◆ GOAL:
Quote precisely the final stretch of the listing: start at the line containing "Target: man's ear" and stop after the last line.

◆ DATA SUPPLIED:
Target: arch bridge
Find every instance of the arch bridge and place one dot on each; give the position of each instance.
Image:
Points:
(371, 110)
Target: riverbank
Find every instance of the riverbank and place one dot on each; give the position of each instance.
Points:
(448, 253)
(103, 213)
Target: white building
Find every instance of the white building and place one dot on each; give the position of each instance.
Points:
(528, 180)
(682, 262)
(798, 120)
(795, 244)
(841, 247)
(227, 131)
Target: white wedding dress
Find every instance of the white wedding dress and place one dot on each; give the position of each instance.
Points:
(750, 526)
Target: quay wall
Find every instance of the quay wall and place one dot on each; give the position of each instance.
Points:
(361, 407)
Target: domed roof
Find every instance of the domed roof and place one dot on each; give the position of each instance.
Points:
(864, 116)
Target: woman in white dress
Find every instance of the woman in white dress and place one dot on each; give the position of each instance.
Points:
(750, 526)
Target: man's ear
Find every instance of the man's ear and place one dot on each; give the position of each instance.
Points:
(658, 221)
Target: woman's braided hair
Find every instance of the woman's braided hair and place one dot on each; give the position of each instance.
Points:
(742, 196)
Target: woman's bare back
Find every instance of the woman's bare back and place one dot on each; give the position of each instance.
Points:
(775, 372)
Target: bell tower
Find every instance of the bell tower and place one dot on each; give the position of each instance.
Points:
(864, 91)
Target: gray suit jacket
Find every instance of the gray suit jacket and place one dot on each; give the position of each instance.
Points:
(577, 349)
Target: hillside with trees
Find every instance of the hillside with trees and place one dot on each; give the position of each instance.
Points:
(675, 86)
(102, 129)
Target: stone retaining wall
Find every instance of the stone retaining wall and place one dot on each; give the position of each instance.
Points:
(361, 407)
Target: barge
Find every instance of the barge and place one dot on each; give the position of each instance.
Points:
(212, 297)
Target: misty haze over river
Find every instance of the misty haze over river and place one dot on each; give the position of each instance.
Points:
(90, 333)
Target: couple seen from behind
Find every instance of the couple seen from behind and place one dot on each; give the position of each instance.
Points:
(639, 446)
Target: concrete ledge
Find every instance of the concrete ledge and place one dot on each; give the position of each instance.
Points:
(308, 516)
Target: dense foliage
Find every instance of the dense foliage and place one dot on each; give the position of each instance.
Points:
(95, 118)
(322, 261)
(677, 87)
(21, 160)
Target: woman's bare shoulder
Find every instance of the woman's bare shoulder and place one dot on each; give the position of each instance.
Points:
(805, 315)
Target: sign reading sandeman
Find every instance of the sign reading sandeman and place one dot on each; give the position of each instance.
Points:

◆ SOLVED EXERCISE:
Target: man's ear
Find every instance of the man's ear and place one dot on each; give the position of each instance.
Points:
(658, 221)
Target: woman's braided hair
Find every instance of the woman's braided hair and place one dot on each; give the position of each instance.
Points:
(742, 196)
Target: woman's bare back
Find every instance of the woman's bare back and place one dot on each; give the position of each instance.
Points:
(775, 372)
Target: bell tower
Find every instance of the bell tower and place one dot on each; give the position of each instance.
Points:
(864, 91)
Target: gray suit jacket
Find every instance of the gray suit jacket and place one dot on each; give the position of each instance.
Points:
(577, 349)
Target: hillside with trees
Find every instance of the hillside with trees and place one dot on each; give the position of each instance.
Points:
(675, 86)
(102, 129)
Target: stone retaining wall
Find every instance of the stone retaining wall and place one dot on each; give the position of each instance.
Points:
(361, 407)
Target: barge
Find every instance of the barge and place one dot on each; give the position of each instance.
Points:
(212, 297)
Target: misty haze over river
Find every instance of the misty haze over river and place one dot on each; give the position of each instance.
Points:
(90, 333)
Target: couple seen from behind
Find every instance of the couple seen from behind and place one dot on each; give the position of each instance.
Points:
(639, 446)
Target: concrete ledge
Find every instance of the concrete ledge and place one dot on each; give the position of each instance.
Points:
(308, 516)
Target: dense foliage
Find every instance of the dense foliage and place one dot on each; give the position of each instance.
Points:
(95, 118)
(322, 261)
(677, 87)
(21, 160)
Target: woman's bare shoulder
Find every instance of the woman's bare shoulder and place one dot on each; give the position of each instance.
Points:
(805, 315)
Target: sign reading sandeman
Find every instance of the sign reading sandeman and place one dot on each; give the position of each instance.
Points:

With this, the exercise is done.